PROVIDED PASSAGE —
Police also pulled three women alive from under rubble on Sunday in Sindhupalchowk, one of the worst-hit districts, although it was not immediately clear how long they had been trapped.

Earlier, the UN’s humanitarian chief has said she was “extremely concerned” that Nepal’s customs authorities are slowing the delivery of earthquake aid, as the death toll from the disaster crossed 7,000.

Valerie Amos said she was worried the foreign aid pouring into Nepal in the wake of the impoverished country’s deadliest earthquake in more than 80 years was being held up by red tape.

“I was extremely concerned to hear reports that customs was taking such a long time,” Amos told AFP in Kathmandu on Saturday, saying she had asked Prime Minister Sushil Koirala to speed up customs clearance for aid materials.

He has undertaken to ensure that happens, so I hope that from now we will see an improvement in those administrative issues.

The 7.8-magnitude quake wreaked a trail of death and destruction when it erupted around midday eight days ago, reducing much of Kathmandu to rubble and even triggering a deadly avalanche on Mount Everest.

Death toll

The death toll from the disaster has hit 7,040, according to the Emergency Operations Centre, with more than 14,000 injured.

More than 100 were also killed in India and China.

Although multiple teams of rescuers from more than 20 countries have been using sniffer dogs and heat-seeking equipment to find survivors in the rubble, noone has been pulled out alive since Thursday evening.

“Rescue operations are still under way, but focus has shifted to providing relief,” home ministry spokesman Laxmi Prasad Dhakal told AFP.

“Many far flung villages have been affected,” he said, adding that there was still an “acute shortage” of tents for the hundreds of thousands left homeless.

STORED ROWS —

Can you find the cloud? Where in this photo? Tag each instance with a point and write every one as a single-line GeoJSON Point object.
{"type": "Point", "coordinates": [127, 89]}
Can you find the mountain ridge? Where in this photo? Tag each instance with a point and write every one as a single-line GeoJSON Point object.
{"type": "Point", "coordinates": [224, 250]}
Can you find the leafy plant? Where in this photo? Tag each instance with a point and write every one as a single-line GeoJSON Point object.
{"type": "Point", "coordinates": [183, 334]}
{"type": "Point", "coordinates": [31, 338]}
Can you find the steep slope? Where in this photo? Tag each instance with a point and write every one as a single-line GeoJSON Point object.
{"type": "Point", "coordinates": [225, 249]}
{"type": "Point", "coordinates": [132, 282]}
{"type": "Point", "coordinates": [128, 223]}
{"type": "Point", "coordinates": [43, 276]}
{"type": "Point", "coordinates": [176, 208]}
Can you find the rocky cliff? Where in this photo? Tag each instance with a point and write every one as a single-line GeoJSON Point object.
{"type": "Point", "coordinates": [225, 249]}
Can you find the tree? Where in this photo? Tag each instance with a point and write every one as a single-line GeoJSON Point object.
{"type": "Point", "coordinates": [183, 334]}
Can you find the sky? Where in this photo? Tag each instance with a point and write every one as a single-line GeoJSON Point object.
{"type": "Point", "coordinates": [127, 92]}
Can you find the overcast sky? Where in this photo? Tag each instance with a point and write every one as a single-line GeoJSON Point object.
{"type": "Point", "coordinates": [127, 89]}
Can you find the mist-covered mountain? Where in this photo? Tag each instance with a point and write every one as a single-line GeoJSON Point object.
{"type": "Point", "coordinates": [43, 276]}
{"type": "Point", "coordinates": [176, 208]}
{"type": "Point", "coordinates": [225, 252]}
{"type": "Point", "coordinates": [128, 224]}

PROBLEMS —
1 > In the Nepal earthquake report, rewrite everything from "He has undertaken" down to "on Mount Everest.", changing "avalanche" to "landslide".
2 > List every person named in the Nepal earthquake report.

FINAL ANSWERS —
1 >
He has undertaken to ensure that happens, so I hope that from now we will see an improvement in those administrative issues.

The 7.8-magnitude quake wreaked a trail of death and destruction when it erupted around midday eight days ago, reducing much of Kathmandu to rubble and even triggering a deadly landslide on Mount Everest.

2 >
- Valerie Amos
- Sushil Koirala
- Laxmi Prasad Dhakal